* WORK TO DO
Return every line of the records below word for word and in the same order. Leave the pictures out.

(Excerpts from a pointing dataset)
^^^^^^^^^^^^^^^^

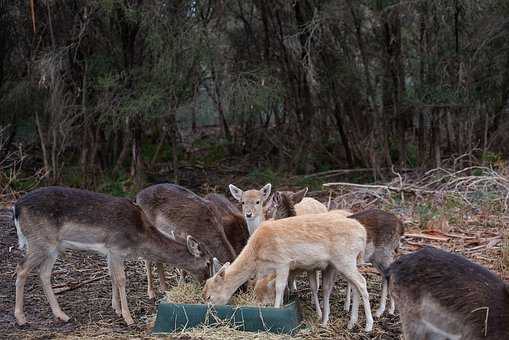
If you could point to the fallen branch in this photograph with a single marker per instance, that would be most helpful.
(72, 286)
(428, 237)
(384, 187)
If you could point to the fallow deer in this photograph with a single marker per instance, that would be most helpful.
(252, 202)
(52, 219)
(328, 242)
(441, 295)
(172, 208)
(384, 231)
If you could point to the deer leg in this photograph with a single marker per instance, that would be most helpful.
(150, 280)
(281, 283)
(392, 306)
(313, 284)
(182, 275)
(162, 279)
(350, 271)
(120, 280)
(348, 298)
(328, 278)
(115, 298)
(45, 275)
(383, 299)
(30, 261)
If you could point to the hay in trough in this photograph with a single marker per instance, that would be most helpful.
(187, 292)
(191, 292)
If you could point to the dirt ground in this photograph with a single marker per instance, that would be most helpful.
(87, 295)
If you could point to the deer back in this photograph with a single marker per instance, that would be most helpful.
(234, 224)
(460, 296)
(383, 228)
(173, 208)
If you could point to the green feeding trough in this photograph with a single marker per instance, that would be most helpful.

^^^^^^^^^^^^^^^^

* ANSWER TO THE PROBLEM
If you could point to the fallen branch in this photograph with a single marker per instance, that would be most helpful.
(72, 286)
(428, 237)
(384, 187)
If you could point to the fallow deer in this photograph with a single marker per instance, that would be most helpful.
(252, 202)
(52, 219)
(328, 242)
(441, 295)
(172, 208)
(384, 231)
If you could point to the deer leg in this photograph with a single marker per instance, that would be most helpful.
(150, 280)
(281, 283)
(392, 306)
(313, 284)
(182, 275)
(162, 279)
(350, 271)
(120, 280)
(348, 298)
(328, 278)
(115, 298)
(45, 275)
(383, 299)
(30, 261)
If you could point to the hay in trough in this photograph with a single marker per instance, that would be most helpful.
(187, 292)
(191, 292)
If you could point to the dirt ground in this photograph with a single marker per instance, that would be most helpful.
(87, 295)
If you could point to the deer back in this photograph with a single marker per instance, that would be most helpful.
(234, 224)
(460, 296)
(383, 228)
(173, 208)
If you could point to the green feeding trough in this photograph with a single marker per instance, that would be most helpful.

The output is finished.